## Assignment A
Please copy out a passage of the article on chimeras word for word, beginning at the words "Klitzman’s survey of" and stopping after "of a woman.".
## Assignment B
According to the article on chimeras, why is the way society views these creatures changing? Answer in one to three sentences.
## Assignment C
Continue the article on chimeras from its last sentence.

*** Quoted passage

NEW YORK — Chimeras, part one species and part another, have a long and violent history in the world of art and religion. But the way society views the mythical creatures is changing, thanks in part to the advent of genetic engineering.
“If you look back at depictions of chimeras, it is clear that there have been changes in our relationship with the animal within us, whether we fear it or try to harness its power,” Robert Klitzman, a psychiatrist and bioethicist at Columbia University in New York, told Nature Medicine.
At a lecture here this week at the Solomon R. Guggenheim Museum, Klitzman argued that art reflects our changing attitudes toward the differences between humans and animals, a line which is increasingly being blurred by genetic technologies such as the creation of chimeric mice and monkeys for research.
Klitzman’s survey of artistic representations of chimeras began in ancient Egypt, when the duality of the gods was their most terrifying trait. For example, Anubis, god of the afterlife, had the head of a conniving jackal and the body of a man, and Sekhmet, the warrior goddess who carried out heavenly punishments on earth bore the head of a lion. By the time of the Greeks, the most famous chimera, the murderous sphinx, had evolved to have the haunches of a lion, the wings of an eagle, the tail of a serpent and the head of a woman.

******
*** Provided information

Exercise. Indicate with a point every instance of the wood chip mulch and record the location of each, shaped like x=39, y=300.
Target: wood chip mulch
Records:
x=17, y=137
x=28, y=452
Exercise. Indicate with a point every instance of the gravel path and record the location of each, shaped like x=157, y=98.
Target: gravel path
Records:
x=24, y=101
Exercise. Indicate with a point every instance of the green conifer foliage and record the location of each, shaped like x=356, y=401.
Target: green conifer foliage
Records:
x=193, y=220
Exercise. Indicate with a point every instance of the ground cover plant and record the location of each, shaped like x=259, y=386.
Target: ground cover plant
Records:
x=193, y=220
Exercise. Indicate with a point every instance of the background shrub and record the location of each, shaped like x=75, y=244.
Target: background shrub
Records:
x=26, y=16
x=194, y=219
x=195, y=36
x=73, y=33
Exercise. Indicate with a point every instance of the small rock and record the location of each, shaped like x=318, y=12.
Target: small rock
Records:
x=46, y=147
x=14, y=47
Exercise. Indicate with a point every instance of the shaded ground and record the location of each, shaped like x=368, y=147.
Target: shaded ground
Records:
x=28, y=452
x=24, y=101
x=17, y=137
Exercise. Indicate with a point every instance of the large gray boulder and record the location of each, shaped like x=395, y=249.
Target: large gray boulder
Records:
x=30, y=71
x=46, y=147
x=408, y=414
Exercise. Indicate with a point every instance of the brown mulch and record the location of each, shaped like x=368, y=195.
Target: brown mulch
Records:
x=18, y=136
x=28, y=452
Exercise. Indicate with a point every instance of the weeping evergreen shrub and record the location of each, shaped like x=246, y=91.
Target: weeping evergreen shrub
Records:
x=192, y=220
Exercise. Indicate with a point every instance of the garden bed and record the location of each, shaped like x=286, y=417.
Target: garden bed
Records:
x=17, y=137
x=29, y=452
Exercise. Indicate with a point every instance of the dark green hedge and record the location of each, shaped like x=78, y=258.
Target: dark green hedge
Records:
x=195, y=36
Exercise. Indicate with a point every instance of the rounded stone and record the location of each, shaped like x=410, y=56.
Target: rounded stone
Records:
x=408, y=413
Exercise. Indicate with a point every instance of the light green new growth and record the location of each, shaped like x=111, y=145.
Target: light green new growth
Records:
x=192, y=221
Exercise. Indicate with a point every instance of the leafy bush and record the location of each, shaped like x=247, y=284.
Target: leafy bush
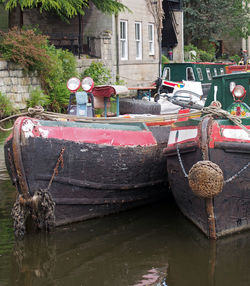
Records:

******

## Final answer A
Klitzman’s survey of artistic representations of chimeras began in ancient Egypt, when the duality of the gods was their most terrifying trait. For example, Anubis, god of the afterlife, had the head of a conniving jackal and the body of a man, and Sekhmet, the warrior goddess who carried out heavenly punishments on earth bore the head of a lion. By the time of the Greeks, the most famous chimera, the murderous sphinx, had evolved to have the haunches of a lion, the wings of an eagle, the tail of a serpent and the head of a woman.

## Final answer B
The way society views chimeras is changing partly because of the advent of genetic engineering. Genetic technologies, such as the creation of chimeric mice and monkeys for research, are increasingly blurring the line between humans and animals.

## Final answer C
But attitudes have changed, Klitzman said, and “modern artists like Magritte, Picasso, and Dali saw animalistic traits as integral and powerful parts of their identities.” Their paintings reflected this, featuring powerfully self-aware chimeras that appeared to gain strength and poise from their animal traits rather than becoming blood-thirsty beings, banished like their predecessors in art and myth. In this way, early twentieth-century art signaled the beginning of a greater modern acceptance of the line between human and animal, a feeling which has only grown with the advent of modern genome manipulation.
“To some extent, we still fear chimeras,” said Klitzman, author of the new book Am I My Genes?: Confronting Fate and Family Secrets in the Age of Genetic Testing. “But it’s also becoming clear that there is a lot to be gained—longer, healthier, more productive lives—from genetic engineering.” How we decide to adjust our beliefs and morals as a society faced with new biological possibilities, he noted, could ultimately determine how future generations view chimeras and where they draw the line between man and beast.